CONSEGNA A
Elenca tutti i titoli delle canzoni d'amore di Raffaella Carrà nominati nell'articolo su di lei.
CONSEGNA B
Prosegui l'articolo su Raffaella Carrà a partire dalla sua ultima frase.
--- ESTRATTO SCELTO ---
“Ma che musica che musica che musica maestro
Hai trovato la via giusta per la celebrità
Ma che musica che musica che musica maestro
Questa bella sinfonia tutto il mondo canterà
E allora dai dai dai
Viva le feste se in un mese son cento in più
Viva le feste se in un anno son mille in più”…
Le sue sono canzoni popolari che hanno dei semplici ritornelli che si ricordano facilmente e che hanno accompagnato quattro generazioni. Nel corso della sua strabiliante carriera, Raffaella Carrà ha venduto 60 milioni di dischi in ben 37 paesi del mondo.
Attraverso i suoi pezzi che sono sì leggeri ma avanguardisti, ha sdoganato pregiudizi e tabù attraverso l’allergia, l’ironia e la sua sensibilità.
Raffaella ha cantato bellissime canzoni d’amore, senza tempo, sempre attuali come Innamorata, Forte forte forte, Abbracciami, L’uomo ideale, Io ti amo, Bellissimo e Sarà perchè. Sono brani mai banali, soprattutto se pensiamo ai canoni dell’epoca.
--- RACCOLTA DATI ---
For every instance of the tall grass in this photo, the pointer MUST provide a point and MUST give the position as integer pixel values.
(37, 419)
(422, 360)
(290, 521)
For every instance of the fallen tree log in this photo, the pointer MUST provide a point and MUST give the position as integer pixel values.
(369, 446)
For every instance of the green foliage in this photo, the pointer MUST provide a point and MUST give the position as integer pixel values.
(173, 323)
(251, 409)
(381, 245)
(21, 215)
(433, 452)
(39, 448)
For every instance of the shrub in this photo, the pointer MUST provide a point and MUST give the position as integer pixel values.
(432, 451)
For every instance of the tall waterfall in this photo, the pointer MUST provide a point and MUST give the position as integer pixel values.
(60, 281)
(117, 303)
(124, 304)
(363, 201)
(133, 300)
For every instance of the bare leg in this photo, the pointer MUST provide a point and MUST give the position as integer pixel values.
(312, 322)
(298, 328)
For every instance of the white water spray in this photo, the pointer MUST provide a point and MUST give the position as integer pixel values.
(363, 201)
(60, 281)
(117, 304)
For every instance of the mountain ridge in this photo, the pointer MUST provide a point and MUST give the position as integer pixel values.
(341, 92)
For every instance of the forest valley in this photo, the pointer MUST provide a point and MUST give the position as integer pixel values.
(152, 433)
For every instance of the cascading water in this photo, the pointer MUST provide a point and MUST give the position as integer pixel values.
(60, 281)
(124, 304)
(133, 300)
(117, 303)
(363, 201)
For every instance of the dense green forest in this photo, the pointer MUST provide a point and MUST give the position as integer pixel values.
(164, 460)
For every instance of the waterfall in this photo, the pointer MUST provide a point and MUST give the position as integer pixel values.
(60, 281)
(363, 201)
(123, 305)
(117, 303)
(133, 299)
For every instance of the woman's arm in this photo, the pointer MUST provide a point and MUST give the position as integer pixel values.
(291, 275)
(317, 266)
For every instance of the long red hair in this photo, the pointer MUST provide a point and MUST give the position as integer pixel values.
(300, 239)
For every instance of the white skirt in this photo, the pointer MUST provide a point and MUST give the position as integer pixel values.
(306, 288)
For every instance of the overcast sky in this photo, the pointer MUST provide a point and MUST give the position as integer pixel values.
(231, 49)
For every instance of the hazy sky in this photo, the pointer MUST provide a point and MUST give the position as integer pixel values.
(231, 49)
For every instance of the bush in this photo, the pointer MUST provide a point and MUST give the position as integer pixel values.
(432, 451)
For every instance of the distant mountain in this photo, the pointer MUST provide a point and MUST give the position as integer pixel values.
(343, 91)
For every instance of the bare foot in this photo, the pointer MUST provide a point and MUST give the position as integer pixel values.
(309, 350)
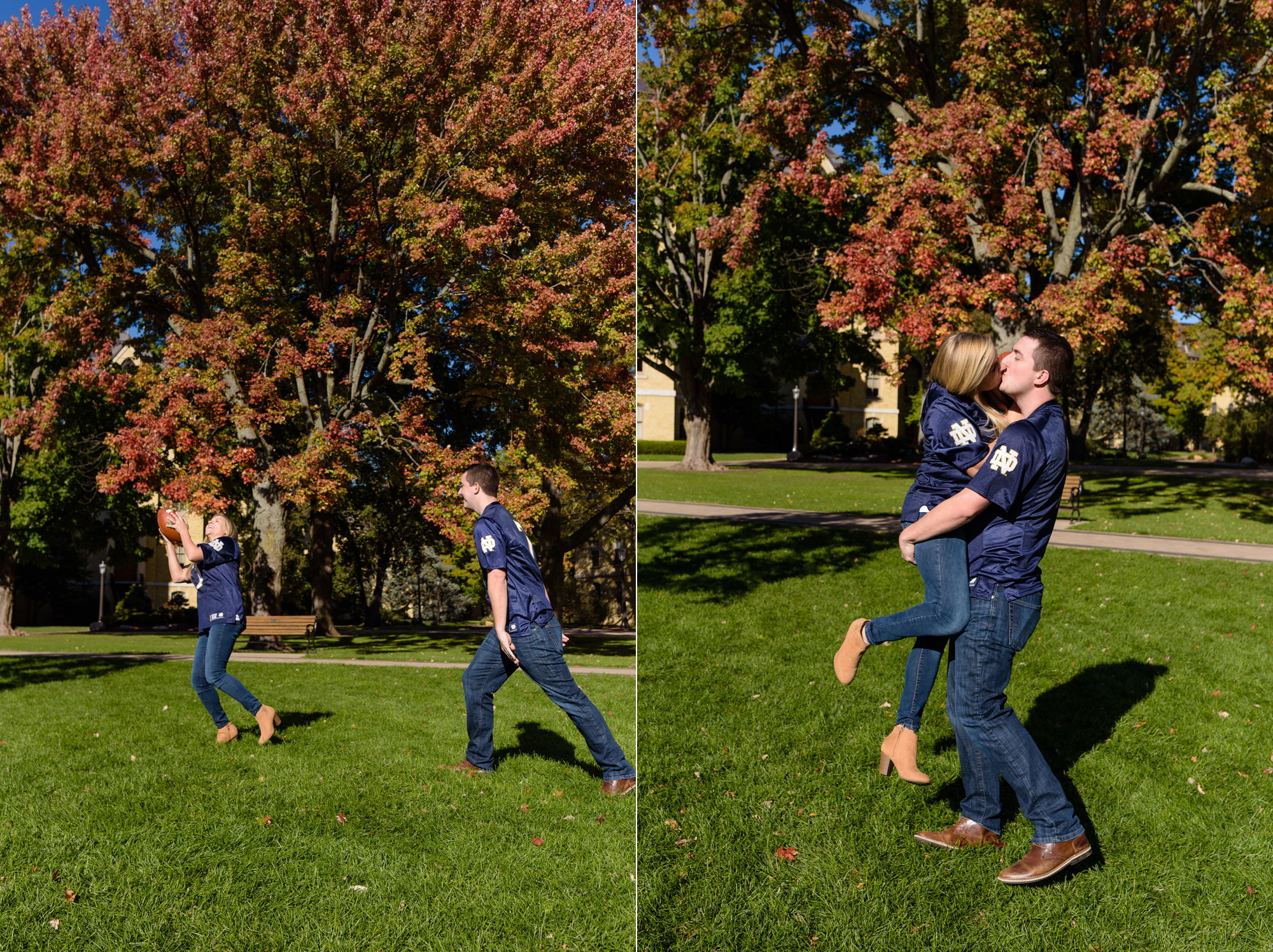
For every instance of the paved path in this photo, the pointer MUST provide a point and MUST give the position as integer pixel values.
(291, 660)
(1195, 470)
(1064, 538)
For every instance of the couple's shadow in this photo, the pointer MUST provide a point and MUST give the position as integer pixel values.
(1067, 722)
(537, 740)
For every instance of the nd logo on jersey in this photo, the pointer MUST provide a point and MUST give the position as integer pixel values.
(963, 433)
(1005, 460)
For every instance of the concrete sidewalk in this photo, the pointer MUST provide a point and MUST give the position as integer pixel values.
(292, 660)
(1195, 472)
(1064, 536)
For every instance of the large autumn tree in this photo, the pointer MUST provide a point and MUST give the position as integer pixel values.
(1093, 166)
(335, 228)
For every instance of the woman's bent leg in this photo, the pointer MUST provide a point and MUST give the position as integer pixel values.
(922, 666)
(221, 643)
(207, 693)
(943, 564)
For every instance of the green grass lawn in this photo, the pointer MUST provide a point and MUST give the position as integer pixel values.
(113, 787)
(750, 744)
(450, 646)
(1225, 510)
(719, 458)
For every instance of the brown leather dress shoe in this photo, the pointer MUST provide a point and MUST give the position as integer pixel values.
(966, 833)
(464, 767)
(1047, 860)
(851, 652)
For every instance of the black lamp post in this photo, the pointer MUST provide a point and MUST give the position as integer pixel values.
(621, 552)
(795, 455)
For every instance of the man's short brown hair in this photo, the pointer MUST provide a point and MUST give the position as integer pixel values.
(1055, 356)
(486, 477)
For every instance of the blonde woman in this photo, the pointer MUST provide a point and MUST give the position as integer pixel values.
(963, 414)
(215, 571)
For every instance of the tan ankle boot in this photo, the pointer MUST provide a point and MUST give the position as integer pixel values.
(899, 750)
(851, 652)
(268, 720)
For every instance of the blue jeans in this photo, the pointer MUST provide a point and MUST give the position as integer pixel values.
(992, 743)
(208, 674)
(943, 564)
(540, 656)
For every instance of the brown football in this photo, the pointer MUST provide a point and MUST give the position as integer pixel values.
(169, 531)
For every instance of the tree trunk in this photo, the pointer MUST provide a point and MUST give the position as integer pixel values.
(323, 534)
(552, 556)
(552, 548)
(375, 608)
(7, 591)
(698, 424)
(268, 533)
(268, 530)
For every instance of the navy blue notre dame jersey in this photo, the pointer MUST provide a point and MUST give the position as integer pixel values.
(1023, 480)
(221, 601)
(502, 544)
(957, 435)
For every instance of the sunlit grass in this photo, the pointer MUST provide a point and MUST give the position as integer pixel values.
(750, 744)
(111, 786)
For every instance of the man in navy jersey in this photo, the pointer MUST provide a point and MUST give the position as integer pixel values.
(1011, 505)
(526, 636)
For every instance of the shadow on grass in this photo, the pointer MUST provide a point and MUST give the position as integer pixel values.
---
RISPOSTA A
Innamorata, Forte forte forte, Abbracciami, L'uomo ideale, Io ti amo, Bellissimo, Sarà perchè

RISPOSTA B
Ci sono brani più romanici e nostalgici, nelle quali la protagonista viene puntualmente sedotta e abbandonata. Da Io non vivo senza te a E salutala per me, passando per Sei un bandito, Torna da me e Niente di importante.
Insomma, nelle sue canzoni Raffaella canta i tradimenti sia subiti che fatti. Quasi ribellandosi a chi in musica non favoriva testi di emancipazione femminile. Pensiamo a Tanti auguri, uno dei suoi più celebri cavalli di battaglia, pubblicato nel 1978.
Pensate che per la prima volta una donna si ritrovava a cantare “com’è bello far l’amore da Trieste in giù” a solo tre anni prima della cancellazione del delitto d’onore dal codice penale.
Il suo era cantare l’amore libero che esportava in giro per il mondo, anche in paesi come il Cile e la Spagna, che in quegli anni erano sotto un regime dittatoriale. Rispettivamente di Augusto Pinochet e di Francisco Franco. Lei una rivoluzionaria con note, passi di danza e testi piuttosto espliciti come armi.
Chi non ricorda la sua canzone Luca, la seconda canzone italiana della storia a trattare l’omosessualità dopo Pierre dei Pooh, anche se in modo decisamente più leggero, oppure Amicoamante, dove si anticipava di qualche decennio la figura dell’amico intimo.
Poi, ancora, Pedro, il cui protagonista (mica tanto perbenino) adesca una turista con la scusa di farle da guida per la città. Non frena i suoi istinti nemmeno in Io la colpa non ce l’ho, dove canta: “La mia mente dice no, ma il mio corpo grida un sì!”.
E che dire di Che dolor?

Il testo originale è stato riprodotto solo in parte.